WHAT IS ASKED:
A. Do these statements agree with the excerpt on Red Ladder's Mother Courage? Answer each with yes or no and quote the deciding words. (i) The production is staged in a disused warehouse in Leeds city centre. (ii) The writer first came across Mother Courage as an actor in the play. (iii) Beccy Owen wrote the new music for this production.
B. Pick up the excerpt on Red Ladder's Mother Courage after its final sentence and carry it on.

DOCUMENT EXCERPT:
That red ladder now stands in the corner of a huge disused warehouse in Leeds city centre, a fitting venue for the company’s downright dusty ‘n’ dirty version of Bertolt Brecht’s Mother Courage, with Pauline McLynn (Father Ted’s Mrs Doyle) in the title role.

I’ve been working with Red Ladder for almost 10 years now and for this production I was asked to write completely new music, teaming up with Beccy Owen as MD. She tarts the songs up and makes them sound better, frankly, chucking in choirs and Arabic percussion. When I visit rehearsals, there’s accordion, darbuka and sax being played by musicians hugging the warehouse’s dark edges, back where the old ladder is leaning against the bare brick wall.

I first discovered Mother Courage, and Bertolt Brecht, when I was employed in 1978 to put up staging for the play as a 17 year old in Burnley. I knew little about theatre, and even less about the politics of the play. I watched from the wings and learnt one basic thing – this stuff, it was like the punk music I was enthralled by. It was direct, political and it talked of the world we live in.

INFORMATION PROVIDED:
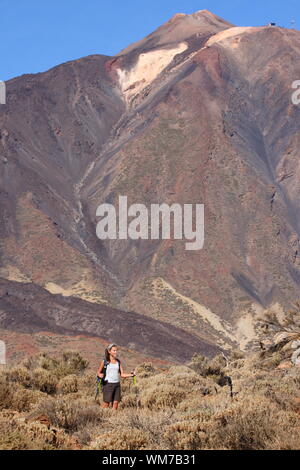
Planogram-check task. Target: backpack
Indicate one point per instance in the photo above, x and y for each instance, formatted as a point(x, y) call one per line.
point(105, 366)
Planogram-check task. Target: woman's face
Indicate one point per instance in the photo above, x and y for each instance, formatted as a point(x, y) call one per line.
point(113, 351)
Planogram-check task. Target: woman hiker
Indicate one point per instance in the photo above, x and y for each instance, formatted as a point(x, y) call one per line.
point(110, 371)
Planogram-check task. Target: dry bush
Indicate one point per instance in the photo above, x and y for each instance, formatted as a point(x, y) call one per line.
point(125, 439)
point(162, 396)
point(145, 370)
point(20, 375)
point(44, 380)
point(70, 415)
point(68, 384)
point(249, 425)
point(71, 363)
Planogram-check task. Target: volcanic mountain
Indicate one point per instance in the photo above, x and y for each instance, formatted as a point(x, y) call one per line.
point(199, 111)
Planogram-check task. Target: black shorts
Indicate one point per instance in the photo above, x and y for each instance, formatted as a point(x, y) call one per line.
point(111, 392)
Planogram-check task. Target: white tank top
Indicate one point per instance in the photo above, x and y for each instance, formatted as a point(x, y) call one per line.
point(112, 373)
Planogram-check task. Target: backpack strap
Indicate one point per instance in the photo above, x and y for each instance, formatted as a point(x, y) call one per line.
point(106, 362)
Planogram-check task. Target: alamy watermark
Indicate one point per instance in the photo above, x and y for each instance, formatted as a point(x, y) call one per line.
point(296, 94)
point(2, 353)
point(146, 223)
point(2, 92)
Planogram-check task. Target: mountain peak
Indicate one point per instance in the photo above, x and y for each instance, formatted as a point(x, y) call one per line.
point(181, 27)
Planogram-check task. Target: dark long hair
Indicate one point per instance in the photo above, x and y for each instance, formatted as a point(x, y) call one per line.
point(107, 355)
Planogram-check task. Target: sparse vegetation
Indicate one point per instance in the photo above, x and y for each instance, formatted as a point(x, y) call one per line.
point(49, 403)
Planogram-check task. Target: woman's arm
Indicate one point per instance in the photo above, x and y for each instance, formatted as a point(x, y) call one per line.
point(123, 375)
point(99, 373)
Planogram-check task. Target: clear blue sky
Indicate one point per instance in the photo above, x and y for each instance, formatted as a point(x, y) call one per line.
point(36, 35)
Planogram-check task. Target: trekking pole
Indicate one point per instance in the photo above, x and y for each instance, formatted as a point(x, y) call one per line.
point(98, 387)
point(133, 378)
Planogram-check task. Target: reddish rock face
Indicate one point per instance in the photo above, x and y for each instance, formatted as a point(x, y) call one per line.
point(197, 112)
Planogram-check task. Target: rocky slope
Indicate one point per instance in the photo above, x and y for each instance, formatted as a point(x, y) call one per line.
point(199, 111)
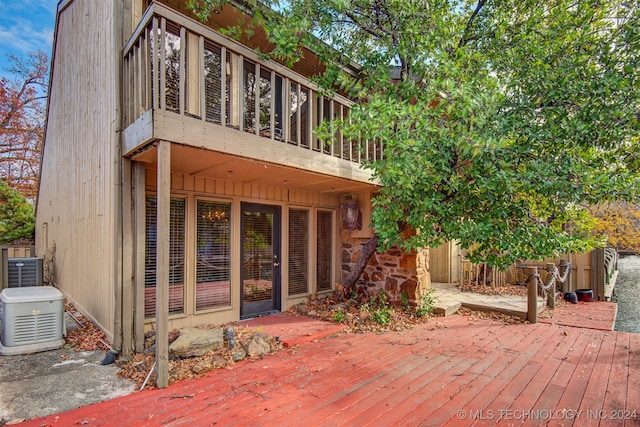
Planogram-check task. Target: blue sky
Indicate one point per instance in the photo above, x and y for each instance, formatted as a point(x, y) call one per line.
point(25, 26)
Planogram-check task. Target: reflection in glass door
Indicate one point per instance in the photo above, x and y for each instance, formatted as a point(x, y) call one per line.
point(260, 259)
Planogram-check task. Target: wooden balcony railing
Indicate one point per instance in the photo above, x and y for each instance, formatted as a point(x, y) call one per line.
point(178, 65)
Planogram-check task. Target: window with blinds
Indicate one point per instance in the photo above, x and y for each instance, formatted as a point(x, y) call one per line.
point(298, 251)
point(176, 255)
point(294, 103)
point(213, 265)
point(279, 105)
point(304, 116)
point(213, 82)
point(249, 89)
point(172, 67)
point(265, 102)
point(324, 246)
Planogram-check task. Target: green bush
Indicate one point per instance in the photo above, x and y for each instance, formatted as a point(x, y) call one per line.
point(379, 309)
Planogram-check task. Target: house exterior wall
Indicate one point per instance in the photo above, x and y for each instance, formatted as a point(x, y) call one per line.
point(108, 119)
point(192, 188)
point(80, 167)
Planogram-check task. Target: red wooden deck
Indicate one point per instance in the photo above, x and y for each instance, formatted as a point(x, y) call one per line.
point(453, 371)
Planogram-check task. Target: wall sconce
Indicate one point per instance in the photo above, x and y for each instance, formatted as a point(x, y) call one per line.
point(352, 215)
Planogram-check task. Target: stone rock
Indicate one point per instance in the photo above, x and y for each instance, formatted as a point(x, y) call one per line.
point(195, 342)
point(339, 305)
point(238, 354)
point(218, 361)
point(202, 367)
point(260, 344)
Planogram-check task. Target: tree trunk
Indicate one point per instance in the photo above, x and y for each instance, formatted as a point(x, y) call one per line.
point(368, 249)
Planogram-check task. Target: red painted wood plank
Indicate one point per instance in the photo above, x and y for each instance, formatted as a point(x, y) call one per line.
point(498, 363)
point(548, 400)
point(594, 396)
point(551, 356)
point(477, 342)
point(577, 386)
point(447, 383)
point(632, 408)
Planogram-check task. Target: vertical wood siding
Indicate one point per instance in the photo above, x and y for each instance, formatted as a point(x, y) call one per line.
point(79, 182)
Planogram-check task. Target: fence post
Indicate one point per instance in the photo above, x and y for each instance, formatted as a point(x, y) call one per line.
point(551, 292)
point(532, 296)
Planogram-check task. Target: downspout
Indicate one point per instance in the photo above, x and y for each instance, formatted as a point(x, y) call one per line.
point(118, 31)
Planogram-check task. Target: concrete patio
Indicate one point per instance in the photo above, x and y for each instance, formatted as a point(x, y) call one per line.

RESULTS OF THE EXERCISE:
A.
(i) Yes: "stands in the corner of a huge disused warehouse in Leeds city centre".
(ii) No: "I was employed in 1978 to put up staging for the play as a 17 year old in Burnley."
(iii) No: "I was asked to write completely new music, teaming up with Beccy Owen as MD."

B.
I’m not grappling with pieces of aluminium staging anymore, but all these years later I have that same sense of wonder about this play – I’ve grown up with it – and the idea that I get to compose the music that Mother Courage sings is a dream come true.

I can’t help thinking that Brecht himself might disapprove of these compositions. I don’t care. This production isn’t about honouring tradition or mimicking style; it’s about telling a timeless story – of war and migration – to a modern audience. The songs are there to invite the audience in, to be welcoming and inclusive. Basing the song’s rhythms on Arabic percussion was a way that me and Beccy thought could open up Mother Courage’s world and land it firmly in the present day.

I’m all about melody. I want musical theatre to be about memorable tunes – tunes and words that you leave the theatre humming and singing. This story of Mother Courage, a tale that translates the ongoing slaughter of war (look around, it’s still going on) into a tale of resistance and survival, is a hard story to put a tune to. But too often Brecht’s songs are typified as austere and difficult, bare and caustic, when they don’t have to be. Brecht’s lyrics here, as translated by Lee Hall, are mostly storytelling, often peppered with huge moral declarations, so I was determined to avoid that bareness and find melody in the words. It helps when the cast all have great voices, and when there’s a community choir to add power and dynamics. To end on my favourite Brecht quote:

“In the dark times
Will there also be singing?
Yes, there will also be singing.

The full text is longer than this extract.